>> BEGIN Source data
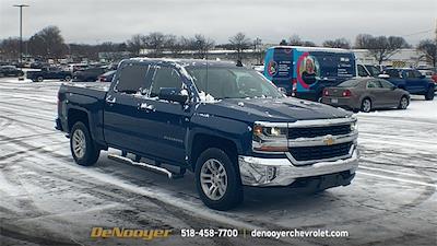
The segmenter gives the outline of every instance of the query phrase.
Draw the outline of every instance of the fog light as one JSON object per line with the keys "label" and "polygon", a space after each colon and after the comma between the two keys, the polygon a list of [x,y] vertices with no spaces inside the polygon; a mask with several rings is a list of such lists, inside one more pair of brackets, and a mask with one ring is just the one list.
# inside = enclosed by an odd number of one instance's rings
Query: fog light
{"label": "fog light", "polygon": [[271,181],[276,177],[276,167],[268,166],[265,169],[267,181]]}

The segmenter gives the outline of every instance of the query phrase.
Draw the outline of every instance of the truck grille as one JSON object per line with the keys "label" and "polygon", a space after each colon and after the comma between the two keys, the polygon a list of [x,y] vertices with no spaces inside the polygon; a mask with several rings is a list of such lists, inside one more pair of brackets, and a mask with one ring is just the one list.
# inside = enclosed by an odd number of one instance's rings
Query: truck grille
{"label": "truck grille", "polygon": [[316,138],[327,134],[339,136],[339,134],[347,134],[350,132],[351,132],[351,125],[288,128],[288,139]]}
{"label": "truck grille", "polygon": [[333,145],[294,147],[288,151],[296,161],[314,161],[347,155],[352,144],[344,142]]}

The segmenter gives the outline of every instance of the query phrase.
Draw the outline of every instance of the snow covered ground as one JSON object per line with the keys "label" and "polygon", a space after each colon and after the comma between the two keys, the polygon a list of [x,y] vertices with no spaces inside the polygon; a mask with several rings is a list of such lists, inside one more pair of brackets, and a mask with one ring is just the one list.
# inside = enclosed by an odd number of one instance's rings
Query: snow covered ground
{"label": "snow covered ground", "polygon": [[[239,208],[200,201],[193,176],[169,180],[101,155],[78,166],[54,129],[60,82],[0,79],[1,245],[436,245],[437,99],[358,114],[353,184],[307,195],[247,188]],[[115,150],[109,152],[117,153]],[[91,227],[347,230],[344,238],[92,239]]]}

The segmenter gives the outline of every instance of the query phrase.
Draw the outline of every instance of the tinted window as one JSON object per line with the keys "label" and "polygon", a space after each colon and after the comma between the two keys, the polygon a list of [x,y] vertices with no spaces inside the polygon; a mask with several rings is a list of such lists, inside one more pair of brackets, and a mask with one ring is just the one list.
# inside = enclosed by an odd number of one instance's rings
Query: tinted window
{"label": "tinted window", "polygon": [[145,75],[149,66],[144,65],[128,65],[121,69],[120,78],[116,85],[118,92],[137,93],[140,89],[149,87]]}
{"label": "tinted window", "polygon": [[361,65],[358,65],[358,77],[368,77],[367,71]]}
{"label": "tinted window", "polygon": [[180,89],[182,81],[178,72],[173,68],[162,67],[157,69],[152,84],[151,97],[157,96],[162,87]]}
{"label": "tinted window", "polygon": [[391,89],[391,87],[393,87],[393,84],[390,83],[390,82],[388,82],[388,81],[379,80],[379,82],[381,83],[381,85],[382,85],[383,89]]}
{"label": "tinted window", "polygon": [[367,87],[368,89],[380,89],[380,87],[382,87],[382,85],[377,80],[370,80],[367,82]]}
{"label": "tinted window", "polygon": [[339,84],[339,87],[355,87],[359,84],[362,80],[346,80],[343,83]]}

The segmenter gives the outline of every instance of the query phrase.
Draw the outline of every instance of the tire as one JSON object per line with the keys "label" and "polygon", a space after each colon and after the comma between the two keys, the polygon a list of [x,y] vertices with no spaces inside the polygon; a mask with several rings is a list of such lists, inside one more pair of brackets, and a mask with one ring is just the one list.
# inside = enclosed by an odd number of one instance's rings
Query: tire
{"label": "tire", "polygon": [[410,99],[409,99],[409,97],[405,96],[405,95],[403,95],[403,96],[401,97],[401,99],[399,101],[398,108],[399,108],[399,109],[406,109],[406,107],[409,107],[409,105],[410,105]]}
{"label": "tire", "polygon": [[429,87],[428,91],[426,92],[425,99],[426,101],[433,101],[434,99],[434,90],[432,87]]}
{"label": "tire", "polygon": [[369,113],[371,112],[371,99],[366,97],[362,101],[362,112]]}
{"label": "tire", "polygon": [[[243,202],[239,172],[223,150],[210,148],[203,151],[196,163],[194,175],[196,187],[206,207],[225,211]],[[211,187],[215,187],[212,188],[215,191],[206,192]]]}
{"label": "tire", "polygon": [[82,166],[95,164],[101,154],[91,138],[88,128],[82,122],[74,124],[70,132],[70,150],[75,163]]}

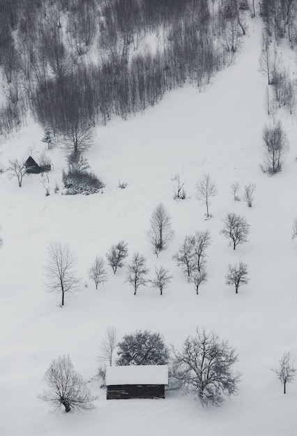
>> END Source data
Please rewrite the listing above with "segmenter" swapped for "annotator" everywhere and nothing else changed, leaving out the pictures.

The annotator gives the outline of every instance of the query phrase.
Draw the outline of every instance of the fog light as one JSON object per line with the keys "label" and "polygon", a space after each colon and after the comma between the two keys, the polygon a list of [x,y] vertices with no spaces inside the polygon; a mask with several rings is a list of such lists, inside one more pair of brackets, and a mask with one ring is just the one list.
# inside = enclosed by an odd number of one instance's rings
Query: fog light
{"label": "fog light", "polygon": [[271,181],[276,177],[276,167],[268,166],[265,169],[267,181]]}

The annotator gives the outline of every instance of the query phrase.
Draw the outline of every instance of the truck grille as one JSON object per line with the keys "label" and "polygon", a space after each colon and after the comma between the two keys, the polygon a list of [x,y] vertices with no spaces inside the polygon; a mask with several rings is a list of such lists, inside one more pair of brackets, and a mask with one ring is just the one list.
# inside = enclosed by an odd number of one instance's rings
Query: truck grille
{"label": "truck grille", "polygon": [[316,138],[327,134],[339,136],[339,134],[347,134],[350,132],[351,132],[351,125],[288,128],[288,139]]}
{"label": "truck grille", "polygon": [[333,145],[294,147],[288,151],[296,161],[314,161],[347,155],[352,144],[344,142]]}

The annotator gives the outline of every instance of the query phrase.
Draw the outline of every instance of the snow covered ground as one JSON object per line with the keys "label" and "polygon", a space after each colon and after the comma between the two keys, the polygon a list of [x,y] vertices with no spaces inside the polygon; a mask with several rings is a list of such lists, inside one more pair of brackets, and a mask with one ring is just the one list.
# inside = enclosed by an odd number of one instance's rings
Query: snow covered ground
{"label": "snow covered ground", "polygon": [[[239,208],[200,201],[193,176],[169,180],[101,155],[78,166],[54,129],[60,82],[0,79],[1,245],[436,245],[437,99],[358,114],[353,184],[307,195],[247,188]],[[115,150],[109,152],[117,153]],[[91,227],[347,230],[344,238],[92,239]]]}

The annotator gives the outline of every instance of the query phrase.
Draw the outline of every instance of the tinted window as one JSON object per line with the keys "label" and "polygon", a space after each colon and after the comma between the two keys, the polygon a list of [x,y] vertices with no spaces inside the polygon; a mask with several rings is a list of such lists, inside one more pair of brackets, and a mask with one ring is just the one list.
# inside = enclosed by an odd number of one instance's rings
Query: tinted window
{"label": "tinted window", "polygon": [[145,75],[149,66],[144,65],[128,65],[121,69],[120,78],[116,85],[118,92],[137,93],[140,89],[149,87]]}
{"label": "tinted window", "polygon": [[361,65],[358,65],[358,77],[368,77],[367,71]]}
{"label": "tinted window", "polygon": [[180,89],[182,81],[178,72],[173,68],[162,67],[157,69],[152,84],[151,97],[157,96],[162,87]]}
{"label": "tinted window", "polygon": [[391,89],[391,87],[393,87],[393,84],[390,83],[390,82],[388,82],[388,81],[379,80],[379,82],[381,83],[381,85],[382,85],[383,89]]}
{"label": "tinted window", "polygon": [[367,87],[368,89],[380,89],[380,87],[382,87],[382,85],[377,80],[370,80],[367,82]]}
{"label": "tinted window", "polygon": [[339,84],[339,87],[355,87],[359,84],[362,80],[346,80],[343,83]]}

The annotator gives the outline of every instance of the query phrase.
Draw the outline of every instance of the tire as one JSON object per line with the keys "label" and "polygon", a space after each colon and after the comma between the two keys, the polygon a list of [x,y] vertices with no spaces inside the polygon; a mask with several rings is a list of such lists, inside one more pair of brackets, and a mask with one ring is just the one list.
# inside = enclosed by an odd number of one instance's rings
Query: tire
{"label": "tire", "polygon": [[410,99],[409,99],[409,97],[405,96],[405,95],[403,95],[403,96],[401,97],[401,99],[399,101],[398,108],[399,108],[399,109],[406,109],[406,107],[409,107],[409,105],[410,105]]}
{"label": "tire", "polygon": [[429,87],[428,91],[426,92],[425,99],[426,101],[433,101],[434,99],[434,90],[432,87]]}
{"label": "tire", "polygon": [[369,113],[371,112],[371,99],[366,97],[362,101],[362,112]]}
{"label": "tire", "polygon": [[[243,202],[239,172],[223,150],[210,148],[203,151],[196,163],[194,175],[196,187],[206,207],[225,211]],[[211,187],[215,187],[212,188],[215,191],[206,192]]]}
{"label": "tire", "polygon": [[82,166],[95,164],[101,154],[91,138],[88,128],[82,122],[74,124],[70,132],[70,150],[75,163]]}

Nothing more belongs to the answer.